* What is being asked: Pictures aside, repeat every record below exactly.

----------------

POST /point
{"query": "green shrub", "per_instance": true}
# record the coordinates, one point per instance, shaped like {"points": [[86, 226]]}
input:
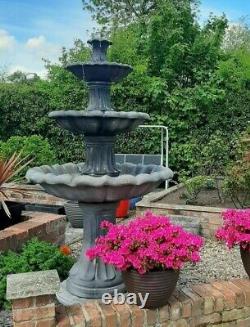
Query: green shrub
{"points": [[237, 180], [34, 256], [33, 146]]}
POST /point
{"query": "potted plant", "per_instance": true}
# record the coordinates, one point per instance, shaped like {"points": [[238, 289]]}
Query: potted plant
{"points": [[74, 214], [10, 212], [236, 232], [150, 251]]}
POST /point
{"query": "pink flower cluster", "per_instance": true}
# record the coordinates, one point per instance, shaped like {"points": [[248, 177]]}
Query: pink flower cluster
{"points": [[235, 229], [148, 243]]}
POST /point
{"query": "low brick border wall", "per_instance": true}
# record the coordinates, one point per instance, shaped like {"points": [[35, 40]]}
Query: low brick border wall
{"points": [[220, 303], [33, 304], [209, 217], [32, 194], [45, 226]]}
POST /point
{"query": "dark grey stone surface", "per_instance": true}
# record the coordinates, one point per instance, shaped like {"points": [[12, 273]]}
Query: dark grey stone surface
{"points": [[134, 159], [91, 279], [120, 158]]}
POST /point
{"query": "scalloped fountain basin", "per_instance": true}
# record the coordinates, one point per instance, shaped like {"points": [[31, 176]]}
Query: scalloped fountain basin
{"points": [[102, 71], [99, 122], [66, 181]]}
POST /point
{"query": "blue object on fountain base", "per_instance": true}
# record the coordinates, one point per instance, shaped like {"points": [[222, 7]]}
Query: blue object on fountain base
{"points": [[132, 202]]}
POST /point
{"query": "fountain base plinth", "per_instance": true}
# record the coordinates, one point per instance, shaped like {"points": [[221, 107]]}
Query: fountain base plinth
{"points": [[91, 279]]}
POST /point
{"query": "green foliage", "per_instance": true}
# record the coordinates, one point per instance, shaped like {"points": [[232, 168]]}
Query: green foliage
{"points": [[195, 185], [237, 180], [34, 147], [184, 77], [35, 256]]}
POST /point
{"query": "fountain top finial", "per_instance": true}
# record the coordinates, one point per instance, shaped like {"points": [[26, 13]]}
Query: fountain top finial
{"points": [[100, 47]]}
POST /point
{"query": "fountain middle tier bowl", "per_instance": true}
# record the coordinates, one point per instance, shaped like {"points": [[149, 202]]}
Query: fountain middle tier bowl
{"points": [[96, 122], [65, 181]]}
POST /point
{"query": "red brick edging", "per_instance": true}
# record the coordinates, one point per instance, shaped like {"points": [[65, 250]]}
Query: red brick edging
{"points": [[221, 303], [46, 226]]}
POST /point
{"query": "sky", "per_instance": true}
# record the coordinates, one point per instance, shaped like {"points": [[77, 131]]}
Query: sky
{"points": [[31, 29]]}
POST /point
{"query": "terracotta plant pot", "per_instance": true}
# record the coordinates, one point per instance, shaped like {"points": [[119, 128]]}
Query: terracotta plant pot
{"points": [[159, 284], [74, 214], [245, 257]]}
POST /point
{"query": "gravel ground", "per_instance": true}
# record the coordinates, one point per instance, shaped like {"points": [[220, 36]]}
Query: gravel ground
{"points": [[217, 263]]}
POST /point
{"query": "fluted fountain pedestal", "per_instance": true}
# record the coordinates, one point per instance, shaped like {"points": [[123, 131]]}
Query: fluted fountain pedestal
{"points": [[91, 279]]}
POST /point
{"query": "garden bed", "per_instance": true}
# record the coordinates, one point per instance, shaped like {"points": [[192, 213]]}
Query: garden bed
{"points": [[45, 226]]}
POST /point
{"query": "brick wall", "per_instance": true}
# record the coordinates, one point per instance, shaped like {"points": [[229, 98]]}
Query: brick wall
{"points": [[218, 304], [31, 194], [46, 226], [209, 221]]}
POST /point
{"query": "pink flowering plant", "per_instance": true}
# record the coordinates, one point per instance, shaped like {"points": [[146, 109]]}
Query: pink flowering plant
{"points": [[148, 243], [235, 229]]}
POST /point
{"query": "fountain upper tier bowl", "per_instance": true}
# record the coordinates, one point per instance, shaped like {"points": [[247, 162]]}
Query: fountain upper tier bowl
{"points": [[95, 122], [101, 71], [66, 181]]}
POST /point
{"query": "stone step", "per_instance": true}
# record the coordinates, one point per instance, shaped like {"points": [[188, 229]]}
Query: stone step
{"points": [[190, 224]]}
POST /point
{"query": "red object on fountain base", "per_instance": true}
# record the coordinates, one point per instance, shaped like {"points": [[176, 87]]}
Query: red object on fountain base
{"points": [[122, 209]]}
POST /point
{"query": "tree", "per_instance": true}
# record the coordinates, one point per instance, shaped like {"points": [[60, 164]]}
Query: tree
{"points": [[21, 77], [123, 12]]}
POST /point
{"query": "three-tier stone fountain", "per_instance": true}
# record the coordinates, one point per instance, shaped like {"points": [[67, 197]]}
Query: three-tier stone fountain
{"points": [[99, 183]]}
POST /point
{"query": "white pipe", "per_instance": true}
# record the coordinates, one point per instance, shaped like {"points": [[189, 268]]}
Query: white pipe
{"points": [[163, 129]]}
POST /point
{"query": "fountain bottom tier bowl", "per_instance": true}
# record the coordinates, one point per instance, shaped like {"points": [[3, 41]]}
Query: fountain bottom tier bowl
{"points": [[98, 198]]}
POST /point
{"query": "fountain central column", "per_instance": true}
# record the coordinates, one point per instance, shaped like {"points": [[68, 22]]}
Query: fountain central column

----------------

* The completed task:
POST /point
{"query": "green shrub", "per_instance": true}
# record the coordinates, one point per instance, shaped like {"points": [[86, 226]]}
input:
Query: green shrub
{"points": [[237, 180], [34, 256], [33, 146]]}
POST /point
{"query": "potted plant", "per_instance": true}
# record the coordinates, one point per instance, shaped like {"points": [[238, 289]]}
Query: potted plant
{"points": [[74, 214], [10, 212], [236, 232], [150, 251]]}
POST /point
{"query": "pink flower cluster", "per_instance": true}
# record the coordinates, one point per instance, shaped like {"points": [[248, 177]]}
Query: pink flower cluster
{"points": [[235, 229], [148, 243]]}
POST /point
{"query": "low brick border wall", "per_instance": true}
# record the coordinates, one point per instance, shaped like {"points": [[35, 40]]}
Query: low brick border wall
{"points": [[220, 303], [33, 304], [209, 217], [32, 194], [45, 226]]}
POST /point
{"query": "dark grey stone surface", "per_instance": true}
# record the coordinates, one point per instance, shaped like {"points": [[12, 273]]}
Query: dark grey stone surface
{"points": [[134, 159], [91, 279], [120, 158]]}
POST /point
{"query": "scalloped fountain basin", "per_instance": true}
# record the coordinates, one point per instance, shaped like {"points": [[31, 176]]}
Query: scalloped fountain basin
{"points": [[102, 71], [99, 122], [66, 181]]}
POST /point
{"query": "blue object on fountain base", "per_instance": true}
# record the coordinates, one point per instance, shaped like {"points": [[222, 7]]}
Query: blue object on fountain base
{"points": [[132, 202]]}
POST /point
{"query": "fountain base plinth", "per_instance": true}
# record the coordinates, one point per instance, shaped like {"points": [[221, 107]]}
Query: fountain base plinth
{"points": [[91, 279]]}
POST /point
{"query": "green foliage", "per_instance": true}
# record the coordinates, one point per instance, shaped like {"points": [[232, 168]]}
Query: green foliage
{"points": [[195, 185], [237, 180], [34, 147], [184, 77], [35, 256]]}
POST /point
{"query": "fountain top finial", "per_instance": true}
# record the coordinates, one point per instance, shaped like {"points": [[26, 13]]}
Query: fountain top finial
{"points": [[100, 47]]}
POST /point
{"query": "fountain middle tier bowl", "per_instance": true}
# record the coordinates, one point per instance, shaped like {"points": [[149, 202]]}
Query: fountain middle tier bowl
{"points": [[96, 122], [65, 181]]}
POST /point
{"query": "red brick edging", "per_instance": true}
# record the coordinates, one point per instance, shaped like {"points": [[65, 250]]}
Query: red brick edging
{"points": [[221, 303], [46, 226]]}
POST /point
{"query": "sky", "per_instance": true}
# record the coordinates, one point per instance, shaped like {"points": [[77, 131]]}
Query: sky
{"points": [[31, 29]]}
POST /point
{"query": "terracotta plant pot", "per_instance": true}
# record the coordinates, one point per instance, shaped like {"points": [[119, 128]]}
Query: terracotta plant pot
{"points": [[159, 284], [74, 214], [245, 257]]}
POST /point
{"query": "gravel ground", "per_instance": true}
# record the coordinates, one point per instance, shaped like {"points": [[220, 36]]}
Query: gravel ground
{"points": [[217, 263]]}
POST /point
{"query": "fluted fountain pedestal", "per_instance": true}
# record the coordinates, one point per instance, shaped like {"points": [[123, 131]]}
Query: fluted fountain pedestal
{"points": [[91, 279]]}
POST /point
{"query": "garden bed", "per_instance": true}
# record the coordinates, one point per instance, shaped like {"points": [[192, 213]]}
Query: garden bed
{"points": [[45, 226]]}
POST /point
{"query": "brick wall", "per_instance": true}
# record the coordinates, one point per instance, shaped like {"points": [[229, 98]]}
Query: brick wall
{"points": [[218, 304], [31, 194], [46, 226], [209, 221]]}
POST /point
{"query": "pink flowering plant", "per_instance": true}
# record the coordinates, one point per instance, shaped like {"points": [[146, 109]]}
Query: pink flowering plant
{"points": [[148, 243], [235, 229]]}
POST /point
{"query": "fountain upper tier bowl", "per_instance": true}
# record the coordinates, one point per instance, shaped like {"points": [[247, 162]]}
Query: fountain upper tier bowl
{"points": [[95, 122], [101, 71], [66, 181]]}
POST /point
{"query": "stone step", "per_instance": true}
# record the coordinates, one point per instance, shaped like {"points": [[188, 229]]}
Query: stone step
{"points": [[190, 224]]}
POST /point
{"query": "red object on fountain base", "per_instance": true}
# record the coordinates, one point per instance, shaped like {"points": [[176, 87]]}
Query: red object on fountain base
{"points": [[122, 209]]}
POST /point
{"query": "tree", "per_instance": true}
# record the coordinates, one point per instance, shaped like {"points": [[60, 164]]}
Query: tree
{"points": [[21, 77], [123, 12]]}
POST /point
{"query": "three-tier stone fountain", "per_instance": true}
# record the coordinates, one point per instance, shaped like {"points": [[67, 197]]}
Query: three-tier stone fountain
{"points": [[99, 183]]}
POST /point
{"query": "white pipe", "per_instance": true}
# record the coordinates, one point per instance, shaped like {"points": [[189, 268]]}
Query: white pipe
{"points": [[163, 129]]}
POST /point
{"query": "fountain bottom tier bowl", "per_instance": true}
# record the coordinates, one point per instance, shaped like {"points": [[3, 41]]}
Query: fountain bottom tier bowl
{"points": [[98, 198]]}
POST /point
{"query": "fountain central column", "per_instance": true}
# record the coordinates, one point per instance, shaped like {"points": [[68, 22]]}
Query: fountain central column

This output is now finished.